-- REQUIRED WORK --
(A) Decide whether each statement agrees with the article on the tech support firm, answering yes or no and quoting the exact words of the text that settle it. (i) The toll-free number connected users to a call center in India. (ii) Call center employees often posed as Google representatives. (iii) The fraudulent scans sometimes returned negative results.
(B) Repeat the part of the article on the tech support firm that opens with the words containing "The scams typically" and closes with "center in India.".

-- EXTRACTED TEXT --
##############################
Tech support firm used fake invoices to mask high fraud rates

Tech Live Connect CEO Michael Cotter manipulated credit card chargeback ratios by processing fake payments through virtual debit cards to hide widespread consumer scams.

Alex Chen

2 min read

Tech Live Connect CEO Michael Cotter used a system of fake invoices and virtual debit cards to hide high fraud rates from payment processors. This scheme allowed the company to mask widespread scams targeting American consumers.

The scams typically began with pop-up messages warning users of potential viruses. These messages directed users to a toll-free number, connecting them to a call center in India.

Call center employees, often posing as Apple or Microsoft representatives, requested remote access to computers. They then diagnosed fake technical issues and charged customers hundreds of dollars for unnecessary repairs.

The fraudulent scans always returned positive results, prompting users to seek help. These workers used the remote access to manipulate the user's system and justify the costs.

The influx of defrauded customers led to a surge in credit card chargebacks. These disputes occur when customers ask their banks to reverse payments made to the company.
##############################
-- GIVEN DATA --

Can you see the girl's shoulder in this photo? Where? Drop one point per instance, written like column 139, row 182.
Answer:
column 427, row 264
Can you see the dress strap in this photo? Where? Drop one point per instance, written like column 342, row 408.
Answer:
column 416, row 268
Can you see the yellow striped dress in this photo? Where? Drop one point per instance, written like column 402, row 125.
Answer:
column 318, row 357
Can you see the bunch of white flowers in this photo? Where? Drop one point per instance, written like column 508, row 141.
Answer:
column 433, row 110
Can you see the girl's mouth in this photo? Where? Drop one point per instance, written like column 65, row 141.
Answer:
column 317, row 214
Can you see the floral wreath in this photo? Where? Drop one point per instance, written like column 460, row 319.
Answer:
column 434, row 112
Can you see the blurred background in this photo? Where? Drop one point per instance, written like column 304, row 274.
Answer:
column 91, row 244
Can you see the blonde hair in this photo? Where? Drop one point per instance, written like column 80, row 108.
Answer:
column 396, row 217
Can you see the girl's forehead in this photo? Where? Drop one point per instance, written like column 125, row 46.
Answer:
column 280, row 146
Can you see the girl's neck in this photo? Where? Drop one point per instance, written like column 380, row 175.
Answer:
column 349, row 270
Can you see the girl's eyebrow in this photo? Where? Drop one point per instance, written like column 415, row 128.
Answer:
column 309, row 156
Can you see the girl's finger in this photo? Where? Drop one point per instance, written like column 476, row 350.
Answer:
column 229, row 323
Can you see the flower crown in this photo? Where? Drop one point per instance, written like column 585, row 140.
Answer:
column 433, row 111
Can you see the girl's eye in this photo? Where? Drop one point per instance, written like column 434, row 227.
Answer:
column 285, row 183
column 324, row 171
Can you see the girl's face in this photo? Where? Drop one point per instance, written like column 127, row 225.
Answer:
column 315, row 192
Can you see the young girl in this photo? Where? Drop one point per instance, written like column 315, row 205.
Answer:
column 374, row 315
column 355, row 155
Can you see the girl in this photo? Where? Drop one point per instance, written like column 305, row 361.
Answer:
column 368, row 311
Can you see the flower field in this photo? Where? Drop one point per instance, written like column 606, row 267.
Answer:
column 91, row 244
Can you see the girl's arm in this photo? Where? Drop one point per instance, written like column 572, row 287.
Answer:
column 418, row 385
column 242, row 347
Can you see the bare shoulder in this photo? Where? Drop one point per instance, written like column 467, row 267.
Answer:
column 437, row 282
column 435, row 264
##############################
-- ANSWERS BY TASK --
(A)
(i) Yes: "connecting them to a call center in India."
(ii) No: "often posing as Apple or Microsoft representatives"
(iii) No: "The fraudulent scans always returned positive results"

(B)
The scams typically began with pop-up messages warning users of potential viruses. These messages directed users to a toll-free number, connecting them to a call center in India.